[Opening Document text section]
JWST will have a large mirror, 6.5 meters (21.3 feet) in diameter and a sunshield the size of a tennis court. Both the mirror and sunshade won't fit onto the rocket fully open, so both will fold up and open only once JWST is in outer space. JWST will reside in an orbit about 1.5 million km (1 million miles) from the Earth.

JWST Science

The JWST science goals are divided into four themes. The key objective of The End of the Dark Ages: First Light and Reionization theme is to identify the first luminous sources to form and to determine the ionization history of the early universe. The key objective of The Assembly of Galaxies theme is to determine how galaxies and the dark matter, gas, stars, metals, morphological structures, and active nuclei within them evolved from the epoch of reionization to the present day. The key objective of The Birth of Stars and Protoplanetary Systems theme is to unravel the birth and early evolution of stars, from infall on to dust-enshrouded protostars to the genesis of planetary systems. The key objective of The Planetary Systems and the Origins of Life theme is to determine the physical and chemical properties of planetary systems including our own, and investigate the potential for the origins of life in those systems.


So again, we are being lead by science here to look ahead to what plans for the future may have influenced, or caused the decsisons they did, on another trip to refurbish the Hubble Space Telescope?
[Closing Document text section]
> Work instruction 1
From the JWST text, reproduce word for word the passage starting at "So again, we" and ending at "Hubble Space Telescope?".
> Work instruction 2
Answer these questions using the JWST text:
(a) What is the diameter of the JWST mirror?
(b) Into how many themes are the JWST science goals divided?
(c) How far from the Earth will JWST's orbit be?
[Opening Record extracts section]
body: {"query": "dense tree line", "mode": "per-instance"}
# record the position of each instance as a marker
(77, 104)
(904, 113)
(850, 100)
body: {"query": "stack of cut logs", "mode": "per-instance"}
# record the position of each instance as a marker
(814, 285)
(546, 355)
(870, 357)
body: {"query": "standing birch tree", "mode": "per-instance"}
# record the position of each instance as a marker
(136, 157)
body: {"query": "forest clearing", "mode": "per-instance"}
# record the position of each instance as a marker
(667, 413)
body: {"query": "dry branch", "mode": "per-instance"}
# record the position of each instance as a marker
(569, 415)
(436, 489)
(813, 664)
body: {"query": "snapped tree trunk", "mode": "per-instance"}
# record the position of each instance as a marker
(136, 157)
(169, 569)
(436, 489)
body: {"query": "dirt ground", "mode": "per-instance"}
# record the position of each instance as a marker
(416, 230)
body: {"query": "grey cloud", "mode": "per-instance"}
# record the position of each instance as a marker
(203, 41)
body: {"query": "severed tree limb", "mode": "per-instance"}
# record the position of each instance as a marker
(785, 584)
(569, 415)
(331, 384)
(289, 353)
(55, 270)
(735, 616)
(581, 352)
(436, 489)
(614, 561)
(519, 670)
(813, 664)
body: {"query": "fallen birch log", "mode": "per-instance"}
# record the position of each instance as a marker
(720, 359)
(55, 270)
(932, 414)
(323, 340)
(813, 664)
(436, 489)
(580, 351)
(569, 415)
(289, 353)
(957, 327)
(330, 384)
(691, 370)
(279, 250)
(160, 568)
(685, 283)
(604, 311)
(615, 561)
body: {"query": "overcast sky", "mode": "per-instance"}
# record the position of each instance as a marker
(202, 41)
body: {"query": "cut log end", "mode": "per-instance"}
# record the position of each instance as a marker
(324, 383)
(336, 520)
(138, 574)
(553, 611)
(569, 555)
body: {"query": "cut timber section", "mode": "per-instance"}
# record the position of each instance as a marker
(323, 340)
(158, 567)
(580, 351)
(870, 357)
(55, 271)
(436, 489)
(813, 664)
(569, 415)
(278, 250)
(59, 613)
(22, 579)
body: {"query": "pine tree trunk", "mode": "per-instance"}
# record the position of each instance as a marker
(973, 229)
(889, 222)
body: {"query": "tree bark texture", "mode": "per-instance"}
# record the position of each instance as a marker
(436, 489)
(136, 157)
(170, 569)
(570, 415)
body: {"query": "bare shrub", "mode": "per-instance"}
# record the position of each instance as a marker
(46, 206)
[Closing Record extracts section]
> Your response 1
So again, we are being lead by science here to look ahead to what plans for the future may have influenced, or caused the decsisons they did, on another trip to refurbish the Hubble Space Telescope?

> Your response 2
(a) 6.5 meters (21.3 feet)
(b) Four
(c) About 1.5 million km (1 million miles)